# [What is required]
Extract every line in the rows below that contains the string "query", matching case exactly.

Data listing
## Start
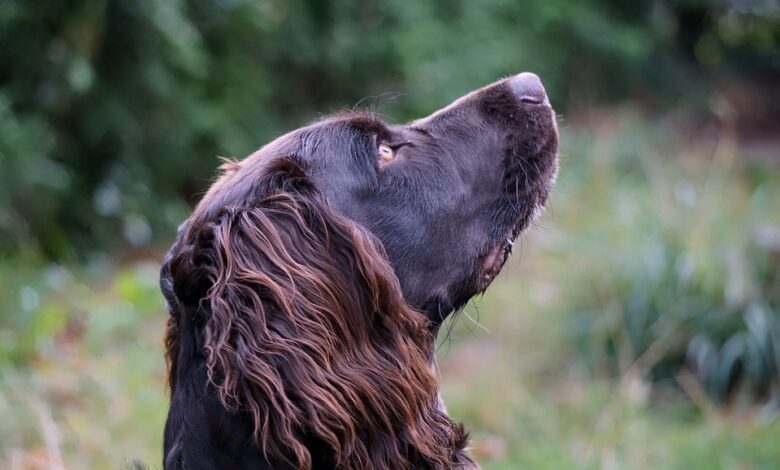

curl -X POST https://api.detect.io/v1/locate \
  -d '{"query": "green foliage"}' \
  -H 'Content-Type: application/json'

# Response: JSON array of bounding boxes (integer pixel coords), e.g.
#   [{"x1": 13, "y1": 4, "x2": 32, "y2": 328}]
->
[
  {"x1": 557, "y1": 115, "x2": 780, "y2": 403},
  {"x1": 0, "y1": 0, "x2": 780, "y2": 260}
]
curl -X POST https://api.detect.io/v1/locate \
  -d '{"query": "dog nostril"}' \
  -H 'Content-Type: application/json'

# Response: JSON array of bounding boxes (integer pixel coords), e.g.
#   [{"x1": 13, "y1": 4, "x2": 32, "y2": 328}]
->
[{"x1": 509, "y1": 72, "x2": 547, "y2": 104}]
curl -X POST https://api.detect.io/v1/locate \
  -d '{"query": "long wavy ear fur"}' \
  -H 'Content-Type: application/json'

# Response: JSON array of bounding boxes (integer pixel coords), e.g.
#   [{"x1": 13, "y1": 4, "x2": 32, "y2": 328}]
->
[{"x1": 164, "y1": 160, "x2": 466, "y2": 468}]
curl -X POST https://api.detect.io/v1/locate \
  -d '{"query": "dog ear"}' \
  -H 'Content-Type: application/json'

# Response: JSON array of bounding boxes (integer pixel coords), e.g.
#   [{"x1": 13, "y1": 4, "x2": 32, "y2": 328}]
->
[{"x1": 163, "y1": 162, "x2": 463, "y2": 468}]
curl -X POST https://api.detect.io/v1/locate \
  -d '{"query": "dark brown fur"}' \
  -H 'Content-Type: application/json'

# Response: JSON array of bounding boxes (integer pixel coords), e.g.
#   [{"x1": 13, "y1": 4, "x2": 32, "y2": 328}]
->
[{"x1": 161, "y1": 76, "x2": 557, "y2": 470}]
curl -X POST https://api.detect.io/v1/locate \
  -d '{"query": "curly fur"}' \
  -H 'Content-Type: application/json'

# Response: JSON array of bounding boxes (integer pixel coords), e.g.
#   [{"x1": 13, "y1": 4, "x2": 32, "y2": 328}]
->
[{"x1": 166, "y1": 160, "x2": 476, "y2": 469}]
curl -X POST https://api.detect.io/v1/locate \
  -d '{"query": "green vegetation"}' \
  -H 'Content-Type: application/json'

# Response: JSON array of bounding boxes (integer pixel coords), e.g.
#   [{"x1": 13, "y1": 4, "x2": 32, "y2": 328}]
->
[
  {"x1": 0, "y1": 112, "x2": 780, "y2": 469},
  {"x1": 0, "y1": 0, "x2": 780, "y2": 470}
]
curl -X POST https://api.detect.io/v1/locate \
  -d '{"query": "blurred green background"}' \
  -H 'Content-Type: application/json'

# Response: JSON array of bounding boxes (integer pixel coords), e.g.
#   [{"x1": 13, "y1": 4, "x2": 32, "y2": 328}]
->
[{"x1": 0, "y1": 0, "x2": 780, "y2": 469}]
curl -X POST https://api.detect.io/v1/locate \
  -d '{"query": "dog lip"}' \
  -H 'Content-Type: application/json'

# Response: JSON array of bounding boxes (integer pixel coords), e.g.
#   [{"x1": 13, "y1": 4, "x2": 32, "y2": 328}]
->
[{"x1": 479, "y1": 230, "x2": 515, "y2": 291}]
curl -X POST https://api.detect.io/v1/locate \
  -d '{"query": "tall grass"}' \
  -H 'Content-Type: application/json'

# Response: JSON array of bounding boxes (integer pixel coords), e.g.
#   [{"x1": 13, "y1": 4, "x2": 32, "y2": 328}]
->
[{"x1": 0, "y1": 113, "x2": 780, "y2": 469}]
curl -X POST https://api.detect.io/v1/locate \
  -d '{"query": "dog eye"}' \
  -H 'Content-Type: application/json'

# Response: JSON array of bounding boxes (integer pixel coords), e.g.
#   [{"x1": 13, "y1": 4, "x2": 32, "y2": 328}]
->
[{"x1": 378, "y1": 144, "x2": 395, "y2": 163}]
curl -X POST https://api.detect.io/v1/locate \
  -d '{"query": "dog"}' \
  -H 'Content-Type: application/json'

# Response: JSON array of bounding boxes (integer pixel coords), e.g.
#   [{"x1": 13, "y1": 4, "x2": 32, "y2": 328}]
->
## End
# [Response]
  -d '{"query": "green foliage"}' \
  -d '{"query": "dog nostril"}' \
  -d '{"query": "long wavy ear fur"}' \
  -d '{"query": "dog ear"}' \
  -d '{"query": "dark brown fur"}' \
  -d '{"query": "curly fur"}' \
  -d '{"query": "green vegetation"}' \
  -d '{"query": "blurred green background"}' \
  -d '{"query": "dog lip"}' \
  -d '{"query": "tall grass"}' \
  -d '{"query": "dog eye"}' \
  -d '{"query": "dog"}' \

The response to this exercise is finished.